(Named-object pointing listing)

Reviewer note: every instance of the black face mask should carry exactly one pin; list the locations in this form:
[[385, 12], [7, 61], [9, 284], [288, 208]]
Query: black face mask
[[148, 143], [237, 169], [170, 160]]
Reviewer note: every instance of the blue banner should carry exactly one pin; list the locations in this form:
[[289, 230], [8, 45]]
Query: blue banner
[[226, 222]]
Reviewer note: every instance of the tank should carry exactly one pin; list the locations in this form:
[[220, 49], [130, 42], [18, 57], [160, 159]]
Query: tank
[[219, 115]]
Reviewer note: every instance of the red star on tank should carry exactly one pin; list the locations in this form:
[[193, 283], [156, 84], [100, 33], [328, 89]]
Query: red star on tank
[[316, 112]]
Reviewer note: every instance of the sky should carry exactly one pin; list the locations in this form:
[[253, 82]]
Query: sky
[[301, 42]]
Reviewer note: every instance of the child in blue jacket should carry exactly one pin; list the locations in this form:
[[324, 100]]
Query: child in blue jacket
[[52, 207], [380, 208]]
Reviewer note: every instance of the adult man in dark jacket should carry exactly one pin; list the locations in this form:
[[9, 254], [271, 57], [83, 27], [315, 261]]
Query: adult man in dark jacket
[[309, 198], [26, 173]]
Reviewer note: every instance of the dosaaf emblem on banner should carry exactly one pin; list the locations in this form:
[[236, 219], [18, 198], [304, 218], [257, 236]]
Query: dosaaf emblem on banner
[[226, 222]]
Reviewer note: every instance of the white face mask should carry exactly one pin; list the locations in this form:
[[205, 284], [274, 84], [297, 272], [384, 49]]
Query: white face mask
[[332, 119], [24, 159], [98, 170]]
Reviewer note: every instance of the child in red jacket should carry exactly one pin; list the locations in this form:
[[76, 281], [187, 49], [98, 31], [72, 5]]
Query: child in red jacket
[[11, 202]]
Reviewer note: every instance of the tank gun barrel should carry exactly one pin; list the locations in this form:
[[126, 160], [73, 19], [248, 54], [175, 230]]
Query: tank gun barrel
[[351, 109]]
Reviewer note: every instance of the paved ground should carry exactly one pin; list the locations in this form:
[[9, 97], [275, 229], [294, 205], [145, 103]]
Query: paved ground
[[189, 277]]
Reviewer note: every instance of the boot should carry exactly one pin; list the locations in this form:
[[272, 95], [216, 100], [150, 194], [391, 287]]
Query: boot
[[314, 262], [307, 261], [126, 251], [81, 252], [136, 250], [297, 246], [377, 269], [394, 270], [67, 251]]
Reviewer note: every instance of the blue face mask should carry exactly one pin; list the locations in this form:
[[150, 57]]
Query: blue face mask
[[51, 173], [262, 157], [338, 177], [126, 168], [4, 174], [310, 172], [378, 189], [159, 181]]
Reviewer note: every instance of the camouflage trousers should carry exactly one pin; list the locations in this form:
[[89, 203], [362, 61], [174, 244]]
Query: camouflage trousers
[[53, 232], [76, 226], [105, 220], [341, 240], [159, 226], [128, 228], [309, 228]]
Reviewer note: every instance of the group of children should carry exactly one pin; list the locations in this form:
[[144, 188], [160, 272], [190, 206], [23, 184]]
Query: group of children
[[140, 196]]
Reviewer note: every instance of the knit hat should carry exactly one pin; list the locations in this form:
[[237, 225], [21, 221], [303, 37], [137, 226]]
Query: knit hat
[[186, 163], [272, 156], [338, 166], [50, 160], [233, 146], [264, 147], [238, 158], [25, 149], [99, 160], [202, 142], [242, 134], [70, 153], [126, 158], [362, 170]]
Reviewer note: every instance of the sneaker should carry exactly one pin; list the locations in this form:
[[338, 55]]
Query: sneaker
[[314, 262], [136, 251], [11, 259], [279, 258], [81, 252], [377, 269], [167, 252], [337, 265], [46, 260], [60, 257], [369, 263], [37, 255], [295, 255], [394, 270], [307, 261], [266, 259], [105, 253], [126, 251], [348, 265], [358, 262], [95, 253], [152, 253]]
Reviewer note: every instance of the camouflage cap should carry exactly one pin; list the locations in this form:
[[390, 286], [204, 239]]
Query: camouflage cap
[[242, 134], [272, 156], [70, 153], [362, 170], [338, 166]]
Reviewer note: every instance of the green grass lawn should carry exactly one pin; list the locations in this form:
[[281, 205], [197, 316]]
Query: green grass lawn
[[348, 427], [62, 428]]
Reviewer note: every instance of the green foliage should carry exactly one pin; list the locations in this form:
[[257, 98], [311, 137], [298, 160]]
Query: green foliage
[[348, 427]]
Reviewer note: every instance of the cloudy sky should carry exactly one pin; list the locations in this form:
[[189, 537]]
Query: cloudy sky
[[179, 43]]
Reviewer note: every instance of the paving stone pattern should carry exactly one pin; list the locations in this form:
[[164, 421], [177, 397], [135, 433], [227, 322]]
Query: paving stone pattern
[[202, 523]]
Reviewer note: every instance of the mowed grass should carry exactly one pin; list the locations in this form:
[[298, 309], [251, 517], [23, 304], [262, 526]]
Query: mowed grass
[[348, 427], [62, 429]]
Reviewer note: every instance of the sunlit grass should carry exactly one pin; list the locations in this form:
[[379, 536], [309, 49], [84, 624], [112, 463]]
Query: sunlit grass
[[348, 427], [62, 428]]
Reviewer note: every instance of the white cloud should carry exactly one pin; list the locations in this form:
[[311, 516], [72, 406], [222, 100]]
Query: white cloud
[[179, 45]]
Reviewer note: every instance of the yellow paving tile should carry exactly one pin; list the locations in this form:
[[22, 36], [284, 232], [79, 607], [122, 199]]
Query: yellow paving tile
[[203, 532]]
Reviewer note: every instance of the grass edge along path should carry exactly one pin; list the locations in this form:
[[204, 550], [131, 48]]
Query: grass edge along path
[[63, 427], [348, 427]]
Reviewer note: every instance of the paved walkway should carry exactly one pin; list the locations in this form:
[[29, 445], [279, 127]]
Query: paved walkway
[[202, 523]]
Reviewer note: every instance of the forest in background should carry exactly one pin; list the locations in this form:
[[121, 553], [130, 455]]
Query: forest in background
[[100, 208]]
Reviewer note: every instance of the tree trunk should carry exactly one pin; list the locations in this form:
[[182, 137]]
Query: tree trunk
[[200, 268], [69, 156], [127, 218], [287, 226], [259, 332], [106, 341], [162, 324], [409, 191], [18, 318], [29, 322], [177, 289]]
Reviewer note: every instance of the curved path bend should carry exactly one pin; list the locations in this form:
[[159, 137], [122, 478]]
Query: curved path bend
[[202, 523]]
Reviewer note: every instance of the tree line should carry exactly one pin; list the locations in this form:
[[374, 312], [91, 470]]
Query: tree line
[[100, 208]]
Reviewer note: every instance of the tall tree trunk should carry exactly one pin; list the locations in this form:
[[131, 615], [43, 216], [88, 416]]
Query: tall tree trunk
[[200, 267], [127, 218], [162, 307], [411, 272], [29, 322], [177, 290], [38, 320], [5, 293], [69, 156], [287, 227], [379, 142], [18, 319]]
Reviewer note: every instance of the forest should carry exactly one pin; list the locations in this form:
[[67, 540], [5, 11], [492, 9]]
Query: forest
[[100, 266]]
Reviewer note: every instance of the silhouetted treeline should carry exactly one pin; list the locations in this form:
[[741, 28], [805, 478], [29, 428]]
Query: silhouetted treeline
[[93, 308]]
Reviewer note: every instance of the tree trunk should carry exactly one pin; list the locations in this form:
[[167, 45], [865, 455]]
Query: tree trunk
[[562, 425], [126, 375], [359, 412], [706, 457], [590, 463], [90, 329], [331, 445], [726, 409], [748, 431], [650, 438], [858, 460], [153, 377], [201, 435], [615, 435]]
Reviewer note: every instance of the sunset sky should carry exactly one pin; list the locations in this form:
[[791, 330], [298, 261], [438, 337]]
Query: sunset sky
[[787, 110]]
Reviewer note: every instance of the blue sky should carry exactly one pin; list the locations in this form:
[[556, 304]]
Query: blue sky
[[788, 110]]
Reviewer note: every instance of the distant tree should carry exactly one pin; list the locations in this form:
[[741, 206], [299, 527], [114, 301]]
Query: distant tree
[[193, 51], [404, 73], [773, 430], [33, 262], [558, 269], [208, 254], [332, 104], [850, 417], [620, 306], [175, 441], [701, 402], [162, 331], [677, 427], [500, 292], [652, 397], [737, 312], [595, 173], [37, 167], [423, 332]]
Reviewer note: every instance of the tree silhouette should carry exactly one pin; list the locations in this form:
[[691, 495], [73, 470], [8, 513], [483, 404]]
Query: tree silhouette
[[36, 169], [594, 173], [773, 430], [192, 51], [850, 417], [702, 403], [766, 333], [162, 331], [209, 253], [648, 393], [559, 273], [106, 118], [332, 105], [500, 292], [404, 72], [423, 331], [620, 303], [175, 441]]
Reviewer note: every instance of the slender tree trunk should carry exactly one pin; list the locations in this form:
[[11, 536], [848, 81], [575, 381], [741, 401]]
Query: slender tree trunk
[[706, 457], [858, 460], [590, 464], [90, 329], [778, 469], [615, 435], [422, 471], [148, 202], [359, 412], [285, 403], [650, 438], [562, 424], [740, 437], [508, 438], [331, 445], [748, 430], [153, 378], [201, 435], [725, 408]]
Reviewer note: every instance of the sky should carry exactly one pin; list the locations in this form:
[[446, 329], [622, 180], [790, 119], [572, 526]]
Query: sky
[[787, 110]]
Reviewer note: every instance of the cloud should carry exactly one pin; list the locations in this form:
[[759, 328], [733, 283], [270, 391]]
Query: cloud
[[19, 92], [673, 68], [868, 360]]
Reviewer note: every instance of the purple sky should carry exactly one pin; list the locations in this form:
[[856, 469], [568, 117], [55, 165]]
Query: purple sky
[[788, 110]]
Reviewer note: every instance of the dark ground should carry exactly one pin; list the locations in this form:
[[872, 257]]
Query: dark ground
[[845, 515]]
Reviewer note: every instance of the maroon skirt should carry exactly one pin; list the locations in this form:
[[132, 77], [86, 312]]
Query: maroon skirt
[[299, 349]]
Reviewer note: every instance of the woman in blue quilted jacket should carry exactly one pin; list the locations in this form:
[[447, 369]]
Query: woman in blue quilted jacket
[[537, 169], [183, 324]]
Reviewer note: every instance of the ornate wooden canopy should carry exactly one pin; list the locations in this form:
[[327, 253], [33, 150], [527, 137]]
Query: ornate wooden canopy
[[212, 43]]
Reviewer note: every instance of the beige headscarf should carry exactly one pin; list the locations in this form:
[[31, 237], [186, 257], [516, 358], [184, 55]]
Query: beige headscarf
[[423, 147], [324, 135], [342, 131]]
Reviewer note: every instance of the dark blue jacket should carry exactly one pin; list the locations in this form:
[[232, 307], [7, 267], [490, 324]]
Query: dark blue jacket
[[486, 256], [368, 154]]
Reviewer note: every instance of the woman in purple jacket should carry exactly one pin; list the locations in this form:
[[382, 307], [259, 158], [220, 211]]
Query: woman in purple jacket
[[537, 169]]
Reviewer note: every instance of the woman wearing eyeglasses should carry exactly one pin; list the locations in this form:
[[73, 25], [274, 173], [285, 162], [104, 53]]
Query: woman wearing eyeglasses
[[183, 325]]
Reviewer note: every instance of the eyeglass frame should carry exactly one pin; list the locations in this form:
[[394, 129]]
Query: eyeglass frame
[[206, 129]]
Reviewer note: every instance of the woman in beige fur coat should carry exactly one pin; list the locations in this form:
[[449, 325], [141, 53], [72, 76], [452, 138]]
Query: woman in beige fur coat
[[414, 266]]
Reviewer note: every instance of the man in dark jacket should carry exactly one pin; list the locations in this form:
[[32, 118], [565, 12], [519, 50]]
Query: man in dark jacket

Directions for this task:
Copy out word for word the part of the listing above that opens with its first line and closes with the line containing "[[219, 115]]".

Full response:
Reviewer note: every instance of the black face mask should carry exactly one pin; list the locations in this form:
[[385, 12], [7, 61], [9, 284], [288, 208]]
Query: black face mask
[[148, 143], [237, 169], [170, 160]]
Reviewer note: every instance of the blue banner should carry exactly one pin; list the locations in this form:
[[289, 230], [8, 45]]
Query: blue banner
[[226, 222]]
Reviewer note: every instance of the tank should carry exactly one pin; list the locations in this form:
[[220, 49], [130, 42], [18, 57], [160, 159]]
Query: tank
[[219, 115]]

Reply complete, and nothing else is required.